> EXERCISE INSTRUCTIONS: Find the line with "glass door pane." in the records below. Copy it and every line after it, up to and including the line with "Outline every instance of the white".

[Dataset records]
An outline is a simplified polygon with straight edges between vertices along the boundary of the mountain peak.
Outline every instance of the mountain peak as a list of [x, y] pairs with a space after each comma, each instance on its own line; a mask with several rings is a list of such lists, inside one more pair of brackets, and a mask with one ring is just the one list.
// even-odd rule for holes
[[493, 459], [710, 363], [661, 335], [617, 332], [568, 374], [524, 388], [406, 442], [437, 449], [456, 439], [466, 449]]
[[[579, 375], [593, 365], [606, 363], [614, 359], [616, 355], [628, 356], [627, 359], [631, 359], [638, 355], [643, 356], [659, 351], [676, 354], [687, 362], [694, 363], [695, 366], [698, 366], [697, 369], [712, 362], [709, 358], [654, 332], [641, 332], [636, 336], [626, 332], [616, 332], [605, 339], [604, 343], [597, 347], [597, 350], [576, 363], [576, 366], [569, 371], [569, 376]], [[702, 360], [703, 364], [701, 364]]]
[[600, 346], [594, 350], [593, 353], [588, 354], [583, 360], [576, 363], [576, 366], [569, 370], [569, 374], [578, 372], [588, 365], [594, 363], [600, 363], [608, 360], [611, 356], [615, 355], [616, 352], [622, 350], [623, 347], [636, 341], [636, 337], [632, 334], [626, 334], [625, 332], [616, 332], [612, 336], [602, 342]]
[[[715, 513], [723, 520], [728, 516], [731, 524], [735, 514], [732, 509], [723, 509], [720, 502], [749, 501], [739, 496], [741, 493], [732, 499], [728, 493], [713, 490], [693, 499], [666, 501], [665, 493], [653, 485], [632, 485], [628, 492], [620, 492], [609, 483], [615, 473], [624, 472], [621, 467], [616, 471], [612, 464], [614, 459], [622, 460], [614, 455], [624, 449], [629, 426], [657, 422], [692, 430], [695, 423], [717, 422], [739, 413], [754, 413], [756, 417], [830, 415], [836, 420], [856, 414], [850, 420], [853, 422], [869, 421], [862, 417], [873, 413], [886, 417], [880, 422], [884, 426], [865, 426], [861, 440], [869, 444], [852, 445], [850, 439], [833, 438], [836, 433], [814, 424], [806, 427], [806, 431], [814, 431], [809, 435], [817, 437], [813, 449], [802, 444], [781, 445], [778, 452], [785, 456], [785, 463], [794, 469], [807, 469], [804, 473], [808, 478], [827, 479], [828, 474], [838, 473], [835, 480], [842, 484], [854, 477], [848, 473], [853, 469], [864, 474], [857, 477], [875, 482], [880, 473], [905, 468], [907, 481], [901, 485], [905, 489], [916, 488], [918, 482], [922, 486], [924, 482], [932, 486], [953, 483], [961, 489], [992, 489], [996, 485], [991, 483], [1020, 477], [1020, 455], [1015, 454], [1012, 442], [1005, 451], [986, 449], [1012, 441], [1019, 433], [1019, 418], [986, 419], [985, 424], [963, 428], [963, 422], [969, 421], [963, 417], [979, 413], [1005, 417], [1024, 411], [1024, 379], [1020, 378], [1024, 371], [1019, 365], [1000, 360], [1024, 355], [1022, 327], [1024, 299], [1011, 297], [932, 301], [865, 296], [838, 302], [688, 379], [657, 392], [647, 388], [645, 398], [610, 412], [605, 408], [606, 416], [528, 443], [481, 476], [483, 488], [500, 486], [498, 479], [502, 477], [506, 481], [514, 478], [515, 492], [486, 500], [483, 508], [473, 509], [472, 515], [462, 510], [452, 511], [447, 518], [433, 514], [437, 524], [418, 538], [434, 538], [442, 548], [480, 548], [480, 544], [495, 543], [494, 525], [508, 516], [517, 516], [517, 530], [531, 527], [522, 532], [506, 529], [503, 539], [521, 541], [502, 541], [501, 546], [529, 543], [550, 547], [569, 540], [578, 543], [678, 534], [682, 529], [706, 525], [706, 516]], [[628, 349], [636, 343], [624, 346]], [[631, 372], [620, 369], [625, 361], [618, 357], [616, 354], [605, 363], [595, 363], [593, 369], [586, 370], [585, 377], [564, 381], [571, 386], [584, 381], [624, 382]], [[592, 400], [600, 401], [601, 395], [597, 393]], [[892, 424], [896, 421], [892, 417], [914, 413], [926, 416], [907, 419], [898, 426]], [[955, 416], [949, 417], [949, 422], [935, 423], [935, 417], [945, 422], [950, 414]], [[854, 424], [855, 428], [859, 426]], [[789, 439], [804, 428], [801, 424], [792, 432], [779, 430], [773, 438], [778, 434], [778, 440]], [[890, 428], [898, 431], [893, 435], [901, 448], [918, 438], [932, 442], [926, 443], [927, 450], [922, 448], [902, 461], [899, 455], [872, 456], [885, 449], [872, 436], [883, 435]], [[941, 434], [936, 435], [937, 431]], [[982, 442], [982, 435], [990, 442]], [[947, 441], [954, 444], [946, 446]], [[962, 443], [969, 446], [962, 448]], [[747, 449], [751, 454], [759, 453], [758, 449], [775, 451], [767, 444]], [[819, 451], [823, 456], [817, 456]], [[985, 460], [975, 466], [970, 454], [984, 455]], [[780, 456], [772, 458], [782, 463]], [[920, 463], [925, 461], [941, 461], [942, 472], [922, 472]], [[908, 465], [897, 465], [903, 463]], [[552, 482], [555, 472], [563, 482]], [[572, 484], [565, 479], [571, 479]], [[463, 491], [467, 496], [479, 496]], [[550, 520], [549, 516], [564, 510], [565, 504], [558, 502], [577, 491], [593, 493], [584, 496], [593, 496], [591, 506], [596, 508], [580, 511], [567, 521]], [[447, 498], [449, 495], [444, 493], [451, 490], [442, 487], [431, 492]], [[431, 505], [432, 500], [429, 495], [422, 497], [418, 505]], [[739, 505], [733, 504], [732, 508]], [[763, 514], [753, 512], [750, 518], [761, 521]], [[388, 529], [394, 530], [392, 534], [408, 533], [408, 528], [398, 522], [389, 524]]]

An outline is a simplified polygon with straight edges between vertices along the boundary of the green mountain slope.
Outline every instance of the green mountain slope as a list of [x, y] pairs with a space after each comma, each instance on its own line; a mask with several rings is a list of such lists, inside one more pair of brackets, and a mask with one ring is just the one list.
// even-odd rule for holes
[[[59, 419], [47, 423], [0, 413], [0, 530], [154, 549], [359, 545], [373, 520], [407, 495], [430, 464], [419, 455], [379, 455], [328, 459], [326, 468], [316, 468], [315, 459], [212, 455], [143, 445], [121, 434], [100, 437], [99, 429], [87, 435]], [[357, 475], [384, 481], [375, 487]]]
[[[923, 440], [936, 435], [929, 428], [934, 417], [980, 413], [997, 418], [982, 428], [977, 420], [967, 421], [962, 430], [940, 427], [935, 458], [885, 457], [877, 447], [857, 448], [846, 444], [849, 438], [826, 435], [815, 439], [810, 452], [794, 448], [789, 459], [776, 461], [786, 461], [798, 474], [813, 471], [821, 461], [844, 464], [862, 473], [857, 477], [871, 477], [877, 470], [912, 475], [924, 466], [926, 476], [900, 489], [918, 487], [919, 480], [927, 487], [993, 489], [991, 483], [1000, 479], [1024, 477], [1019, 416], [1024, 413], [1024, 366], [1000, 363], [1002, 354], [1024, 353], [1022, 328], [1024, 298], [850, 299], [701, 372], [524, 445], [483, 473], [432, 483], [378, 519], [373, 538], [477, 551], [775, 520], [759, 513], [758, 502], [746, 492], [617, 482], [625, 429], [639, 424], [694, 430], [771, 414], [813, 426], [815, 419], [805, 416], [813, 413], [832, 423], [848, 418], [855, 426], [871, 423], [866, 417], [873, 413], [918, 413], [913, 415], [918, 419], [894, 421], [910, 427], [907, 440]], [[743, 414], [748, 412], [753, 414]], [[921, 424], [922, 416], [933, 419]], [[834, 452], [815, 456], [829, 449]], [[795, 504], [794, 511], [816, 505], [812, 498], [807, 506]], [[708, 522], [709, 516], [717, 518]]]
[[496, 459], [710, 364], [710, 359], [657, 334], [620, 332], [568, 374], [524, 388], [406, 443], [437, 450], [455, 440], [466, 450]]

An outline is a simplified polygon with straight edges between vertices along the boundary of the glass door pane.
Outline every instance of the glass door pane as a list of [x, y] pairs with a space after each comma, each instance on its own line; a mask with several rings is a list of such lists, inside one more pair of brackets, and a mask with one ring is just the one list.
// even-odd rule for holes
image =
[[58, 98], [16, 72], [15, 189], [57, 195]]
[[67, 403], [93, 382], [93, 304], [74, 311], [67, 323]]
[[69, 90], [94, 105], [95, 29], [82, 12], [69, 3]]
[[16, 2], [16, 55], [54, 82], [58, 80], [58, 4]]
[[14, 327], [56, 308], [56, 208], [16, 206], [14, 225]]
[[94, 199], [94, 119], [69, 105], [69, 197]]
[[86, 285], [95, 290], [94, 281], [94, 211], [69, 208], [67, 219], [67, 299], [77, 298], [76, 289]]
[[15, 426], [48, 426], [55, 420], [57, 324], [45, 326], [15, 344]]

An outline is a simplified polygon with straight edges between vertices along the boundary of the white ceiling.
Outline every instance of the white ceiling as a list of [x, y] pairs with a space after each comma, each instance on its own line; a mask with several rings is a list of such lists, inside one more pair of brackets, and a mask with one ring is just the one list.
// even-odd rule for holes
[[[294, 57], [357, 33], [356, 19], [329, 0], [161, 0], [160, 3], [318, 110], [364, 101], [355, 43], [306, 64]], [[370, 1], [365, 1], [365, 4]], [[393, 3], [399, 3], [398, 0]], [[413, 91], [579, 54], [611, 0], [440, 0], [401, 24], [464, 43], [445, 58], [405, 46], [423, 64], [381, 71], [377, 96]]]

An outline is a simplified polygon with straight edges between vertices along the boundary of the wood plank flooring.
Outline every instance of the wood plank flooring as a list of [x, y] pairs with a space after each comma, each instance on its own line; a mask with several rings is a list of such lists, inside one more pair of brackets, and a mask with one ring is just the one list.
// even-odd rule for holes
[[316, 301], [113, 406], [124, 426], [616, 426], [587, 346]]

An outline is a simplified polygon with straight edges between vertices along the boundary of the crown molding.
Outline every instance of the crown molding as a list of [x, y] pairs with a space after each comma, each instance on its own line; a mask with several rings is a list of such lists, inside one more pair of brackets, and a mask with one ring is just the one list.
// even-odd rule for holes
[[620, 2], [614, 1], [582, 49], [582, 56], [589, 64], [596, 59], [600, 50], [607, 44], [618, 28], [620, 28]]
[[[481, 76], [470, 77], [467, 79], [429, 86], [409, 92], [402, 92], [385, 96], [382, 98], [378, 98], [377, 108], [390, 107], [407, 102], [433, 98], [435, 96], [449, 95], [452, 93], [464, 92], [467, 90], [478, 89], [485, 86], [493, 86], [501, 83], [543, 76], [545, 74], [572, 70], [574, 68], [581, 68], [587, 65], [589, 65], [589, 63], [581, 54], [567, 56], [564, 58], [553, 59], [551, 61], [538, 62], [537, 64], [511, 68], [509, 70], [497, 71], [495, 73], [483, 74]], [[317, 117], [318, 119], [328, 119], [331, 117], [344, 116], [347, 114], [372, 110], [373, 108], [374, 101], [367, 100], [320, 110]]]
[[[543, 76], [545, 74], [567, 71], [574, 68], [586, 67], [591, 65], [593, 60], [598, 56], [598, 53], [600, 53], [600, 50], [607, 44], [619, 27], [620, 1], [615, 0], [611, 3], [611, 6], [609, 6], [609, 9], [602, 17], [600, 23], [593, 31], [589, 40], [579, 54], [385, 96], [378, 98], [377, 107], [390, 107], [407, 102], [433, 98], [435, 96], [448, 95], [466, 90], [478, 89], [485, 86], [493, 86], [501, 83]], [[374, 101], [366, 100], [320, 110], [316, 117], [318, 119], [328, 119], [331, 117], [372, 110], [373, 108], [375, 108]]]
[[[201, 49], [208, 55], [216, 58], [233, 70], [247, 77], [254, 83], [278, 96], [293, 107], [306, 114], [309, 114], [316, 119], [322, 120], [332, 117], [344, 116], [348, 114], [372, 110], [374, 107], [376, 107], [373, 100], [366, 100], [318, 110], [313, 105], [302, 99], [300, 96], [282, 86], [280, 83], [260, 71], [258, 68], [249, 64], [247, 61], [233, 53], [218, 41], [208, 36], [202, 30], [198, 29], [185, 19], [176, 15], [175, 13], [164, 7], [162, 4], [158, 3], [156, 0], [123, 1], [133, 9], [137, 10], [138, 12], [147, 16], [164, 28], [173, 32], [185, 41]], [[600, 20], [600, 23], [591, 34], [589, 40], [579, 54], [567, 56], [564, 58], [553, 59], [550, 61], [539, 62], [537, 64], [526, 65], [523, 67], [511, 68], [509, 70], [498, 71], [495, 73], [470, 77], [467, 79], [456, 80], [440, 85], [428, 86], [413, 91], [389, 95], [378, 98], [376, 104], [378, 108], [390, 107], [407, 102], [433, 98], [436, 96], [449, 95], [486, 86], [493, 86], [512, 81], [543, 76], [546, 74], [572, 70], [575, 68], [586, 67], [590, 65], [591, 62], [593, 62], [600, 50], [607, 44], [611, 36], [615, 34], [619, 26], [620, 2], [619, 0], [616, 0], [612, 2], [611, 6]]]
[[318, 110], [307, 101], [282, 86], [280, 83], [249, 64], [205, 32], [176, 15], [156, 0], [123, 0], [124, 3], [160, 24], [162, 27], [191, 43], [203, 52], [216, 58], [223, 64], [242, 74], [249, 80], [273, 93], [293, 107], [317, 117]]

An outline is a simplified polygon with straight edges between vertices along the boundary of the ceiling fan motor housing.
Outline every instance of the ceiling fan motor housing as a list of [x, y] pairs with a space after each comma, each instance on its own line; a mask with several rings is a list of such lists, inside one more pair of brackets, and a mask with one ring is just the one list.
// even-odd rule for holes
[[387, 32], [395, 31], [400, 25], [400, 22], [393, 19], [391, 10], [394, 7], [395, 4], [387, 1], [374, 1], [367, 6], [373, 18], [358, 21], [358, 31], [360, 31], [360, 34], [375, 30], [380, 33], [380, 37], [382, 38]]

> TASK ANSWER:
An outline is a simplified polygon with straight edges between vertices along the boundary of the glass door pane.
Outline every instance of the glass door pane as a list of [x, y] pairs with a space after each comma, each instance on its own line; a mask with several rings is a list of such lists, inside one more pair of brackets, and a mask with one ring is just the one list.
// even-odd rule for holes
image =
[[58, 98], [16, 72], [15, 189], [57, 195]]
[[67, 403], [93, 382], [93, 304], [74, 311], [67, 323]]
[[69, 90], [94, 105], [95, 29], [82, 12], [69, 3]]
[[16, 2], [16, 55], [54, 82], [58, 80], [58, 4]]
[[14, 327], [56, 308], [56, 208], [16, 206], [14, 225]]
[[94, 199], [94, 119], [69, 105], [69, 197]]
[[86, 285], [95, 290], [94, 281], [94, 211], [69, 208], [67, 219], [67, 299], [77, 298], [76, 289]]
[[15, 426], [48, 426], [55, 420], [57, 324], [45, 326], [15, 344]]

An outline is a simplified polygon with straight edges between vertices along the boundary of the white ceiling.
Outline every instance of the white ceiling as a list of [x, y] pairs with a space after each comma, each instance on its own line; a mask with several rings is a list of such lists, inside one more pair of brackets, and a mask with one ring is just the one list.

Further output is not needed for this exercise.